## What needs to be done
Exactly repeat all the records below, omitting the images they hold.
---
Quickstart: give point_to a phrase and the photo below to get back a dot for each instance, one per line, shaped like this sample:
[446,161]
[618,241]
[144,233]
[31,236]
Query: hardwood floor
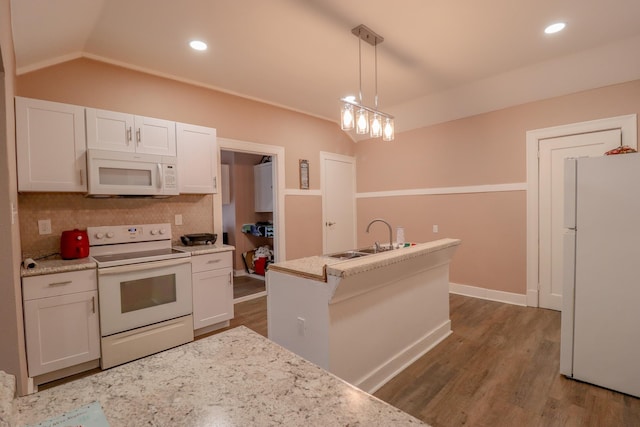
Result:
[247,285]
[498,368]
---
## Solution to the problem
Quickstart: give point_to a phrase and the photo below to get back a dot for each instance, one per line, shaped like this sample:
[446,161]
[618,241]
[144,233]
[31,236]
Query: hardwood floor
Result:
[247,285]
[498,368]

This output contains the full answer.